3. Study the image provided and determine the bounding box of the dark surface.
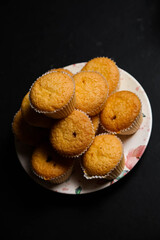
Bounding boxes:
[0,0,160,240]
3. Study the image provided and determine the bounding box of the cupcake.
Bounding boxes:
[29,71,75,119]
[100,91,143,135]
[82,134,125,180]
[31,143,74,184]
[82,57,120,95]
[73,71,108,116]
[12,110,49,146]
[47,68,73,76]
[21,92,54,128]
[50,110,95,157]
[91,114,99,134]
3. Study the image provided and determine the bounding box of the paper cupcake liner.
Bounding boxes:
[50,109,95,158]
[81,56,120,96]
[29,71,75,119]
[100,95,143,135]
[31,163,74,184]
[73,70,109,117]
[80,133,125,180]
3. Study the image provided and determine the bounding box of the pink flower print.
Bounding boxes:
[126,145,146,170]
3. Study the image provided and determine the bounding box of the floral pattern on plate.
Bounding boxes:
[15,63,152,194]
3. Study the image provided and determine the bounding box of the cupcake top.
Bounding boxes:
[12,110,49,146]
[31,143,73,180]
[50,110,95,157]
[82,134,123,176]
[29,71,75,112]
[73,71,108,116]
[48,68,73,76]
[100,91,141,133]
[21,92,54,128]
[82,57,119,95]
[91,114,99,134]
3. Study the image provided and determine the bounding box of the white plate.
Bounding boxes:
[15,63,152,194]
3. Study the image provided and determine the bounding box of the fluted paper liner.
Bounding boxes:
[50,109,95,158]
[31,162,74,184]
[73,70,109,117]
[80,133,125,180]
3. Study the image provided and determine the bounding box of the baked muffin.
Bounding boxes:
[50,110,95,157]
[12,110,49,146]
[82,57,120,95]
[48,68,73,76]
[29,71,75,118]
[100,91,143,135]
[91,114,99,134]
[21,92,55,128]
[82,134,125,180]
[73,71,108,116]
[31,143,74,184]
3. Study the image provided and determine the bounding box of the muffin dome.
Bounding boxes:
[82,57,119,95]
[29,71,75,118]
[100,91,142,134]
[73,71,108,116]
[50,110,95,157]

** Goal **
Copy the part of the rows that opens with the line containing "the muffin dome." and runs through the end of the rows, keeping every line of text unchanged and shifting each bounding-box coordinate up by 99.

** Answer to this task **
3. Study the image provided and determine the bounding box of the muffin dome.
Bounding boxes:
[181,156,218,194]
[128,170,174,217]
[199,190,241,233]
[172,170,207,215]
[149,209,194,256]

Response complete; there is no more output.